GIVEN RECORDS:
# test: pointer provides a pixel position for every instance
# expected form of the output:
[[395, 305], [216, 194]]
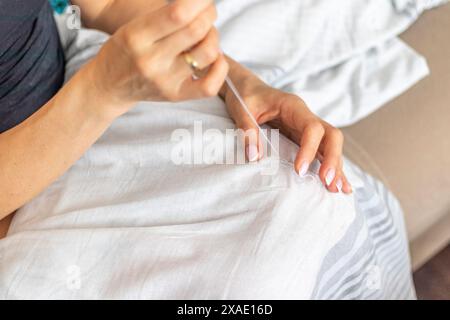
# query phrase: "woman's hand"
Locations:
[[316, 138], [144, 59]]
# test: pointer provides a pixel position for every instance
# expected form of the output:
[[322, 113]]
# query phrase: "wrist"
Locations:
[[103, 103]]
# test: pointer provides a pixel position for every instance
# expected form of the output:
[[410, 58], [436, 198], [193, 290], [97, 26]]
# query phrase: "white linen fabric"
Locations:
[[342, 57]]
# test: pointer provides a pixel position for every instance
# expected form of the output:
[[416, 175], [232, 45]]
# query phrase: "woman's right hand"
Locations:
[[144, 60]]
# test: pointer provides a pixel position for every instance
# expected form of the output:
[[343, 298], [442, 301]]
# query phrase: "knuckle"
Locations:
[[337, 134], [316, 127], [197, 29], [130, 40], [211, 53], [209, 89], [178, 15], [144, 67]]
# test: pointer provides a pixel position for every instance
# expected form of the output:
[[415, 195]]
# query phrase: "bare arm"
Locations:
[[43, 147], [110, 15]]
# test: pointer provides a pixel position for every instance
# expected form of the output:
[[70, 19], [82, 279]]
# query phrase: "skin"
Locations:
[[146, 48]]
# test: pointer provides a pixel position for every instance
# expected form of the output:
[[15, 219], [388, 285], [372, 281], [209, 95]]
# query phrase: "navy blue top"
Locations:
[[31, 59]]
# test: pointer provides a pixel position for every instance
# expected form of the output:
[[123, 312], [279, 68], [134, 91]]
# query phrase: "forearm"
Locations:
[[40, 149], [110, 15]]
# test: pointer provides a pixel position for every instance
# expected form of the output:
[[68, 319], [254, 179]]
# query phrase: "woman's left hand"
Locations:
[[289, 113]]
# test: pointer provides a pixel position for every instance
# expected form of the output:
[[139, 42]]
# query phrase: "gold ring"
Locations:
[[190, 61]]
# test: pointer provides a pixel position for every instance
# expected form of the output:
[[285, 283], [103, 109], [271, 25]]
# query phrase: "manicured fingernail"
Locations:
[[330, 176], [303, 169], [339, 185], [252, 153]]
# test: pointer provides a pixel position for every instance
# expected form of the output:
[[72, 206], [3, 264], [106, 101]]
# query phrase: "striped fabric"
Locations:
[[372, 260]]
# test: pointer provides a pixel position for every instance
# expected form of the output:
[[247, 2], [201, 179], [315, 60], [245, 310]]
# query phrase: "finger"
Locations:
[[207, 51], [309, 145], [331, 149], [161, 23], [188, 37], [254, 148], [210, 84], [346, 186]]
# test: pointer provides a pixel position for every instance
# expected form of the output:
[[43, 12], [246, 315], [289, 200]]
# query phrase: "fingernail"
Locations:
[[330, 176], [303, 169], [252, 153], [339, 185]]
* * *
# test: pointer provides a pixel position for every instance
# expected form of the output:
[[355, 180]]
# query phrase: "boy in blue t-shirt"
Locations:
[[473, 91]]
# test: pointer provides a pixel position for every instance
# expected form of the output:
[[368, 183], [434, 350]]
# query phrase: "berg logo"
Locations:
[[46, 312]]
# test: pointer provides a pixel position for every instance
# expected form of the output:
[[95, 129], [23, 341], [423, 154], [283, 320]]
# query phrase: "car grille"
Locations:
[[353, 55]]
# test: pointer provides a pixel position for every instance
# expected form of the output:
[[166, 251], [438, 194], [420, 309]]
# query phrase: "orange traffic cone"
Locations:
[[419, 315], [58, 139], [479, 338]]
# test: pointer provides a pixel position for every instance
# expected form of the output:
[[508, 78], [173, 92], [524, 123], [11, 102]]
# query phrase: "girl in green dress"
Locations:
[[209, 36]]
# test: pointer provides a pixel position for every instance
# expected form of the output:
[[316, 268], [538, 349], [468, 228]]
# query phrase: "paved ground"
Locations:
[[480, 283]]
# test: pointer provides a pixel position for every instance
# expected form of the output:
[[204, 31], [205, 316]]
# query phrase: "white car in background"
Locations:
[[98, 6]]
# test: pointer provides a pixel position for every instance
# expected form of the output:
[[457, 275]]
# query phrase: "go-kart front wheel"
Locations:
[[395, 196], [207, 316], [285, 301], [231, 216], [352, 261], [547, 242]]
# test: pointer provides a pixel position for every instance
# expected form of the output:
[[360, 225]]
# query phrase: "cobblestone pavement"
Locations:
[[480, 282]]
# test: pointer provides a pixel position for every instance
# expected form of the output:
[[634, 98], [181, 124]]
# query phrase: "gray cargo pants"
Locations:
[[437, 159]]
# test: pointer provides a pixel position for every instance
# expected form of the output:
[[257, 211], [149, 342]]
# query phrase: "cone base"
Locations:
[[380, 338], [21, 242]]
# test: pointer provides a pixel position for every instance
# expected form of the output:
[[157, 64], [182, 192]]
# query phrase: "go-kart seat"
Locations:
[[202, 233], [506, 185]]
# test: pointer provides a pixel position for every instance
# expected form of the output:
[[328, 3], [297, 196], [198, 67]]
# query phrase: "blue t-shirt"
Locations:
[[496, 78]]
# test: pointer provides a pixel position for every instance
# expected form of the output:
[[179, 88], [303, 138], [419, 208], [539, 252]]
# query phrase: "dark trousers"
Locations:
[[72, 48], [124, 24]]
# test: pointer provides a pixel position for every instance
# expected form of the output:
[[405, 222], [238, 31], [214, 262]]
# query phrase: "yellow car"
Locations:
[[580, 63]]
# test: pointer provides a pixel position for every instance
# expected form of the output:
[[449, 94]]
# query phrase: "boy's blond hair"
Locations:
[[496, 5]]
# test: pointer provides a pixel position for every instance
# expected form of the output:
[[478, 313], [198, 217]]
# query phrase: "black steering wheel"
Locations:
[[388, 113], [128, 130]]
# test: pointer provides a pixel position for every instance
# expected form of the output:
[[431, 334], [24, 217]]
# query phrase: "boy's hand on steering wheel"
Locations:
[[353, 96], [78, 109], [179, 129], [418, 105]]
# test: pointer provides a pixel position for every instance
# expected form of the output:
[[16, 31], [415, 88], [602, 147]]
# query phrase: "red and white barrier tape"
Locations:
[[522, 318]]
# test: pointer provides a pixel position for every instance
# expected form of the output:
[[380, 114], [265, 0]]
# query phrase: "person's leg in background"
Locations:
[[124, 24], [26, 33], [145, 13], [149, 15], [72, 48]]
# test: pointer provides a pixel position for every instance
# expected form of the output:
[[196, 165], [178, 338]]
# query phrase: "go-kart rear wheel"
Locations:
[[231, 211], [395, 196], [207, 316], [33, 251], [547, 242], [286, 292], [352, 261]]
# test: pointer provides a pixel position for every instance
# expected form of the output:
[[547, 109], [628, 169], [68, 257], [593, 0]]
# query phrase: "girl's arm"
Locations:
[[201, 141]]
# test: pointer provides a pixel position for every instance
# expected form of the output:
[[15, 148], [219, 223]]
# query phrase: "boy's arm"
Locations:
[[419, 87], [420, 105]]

WHAT TO DO: In the data above, find each line where the string "blue" appears, then copy it.

RESPONSE TO THE EXERCISE:
# query phrase: "navy blue top"
# query phrase: "boy in blue t-shirt"
# query phrase: "blue t-shirt"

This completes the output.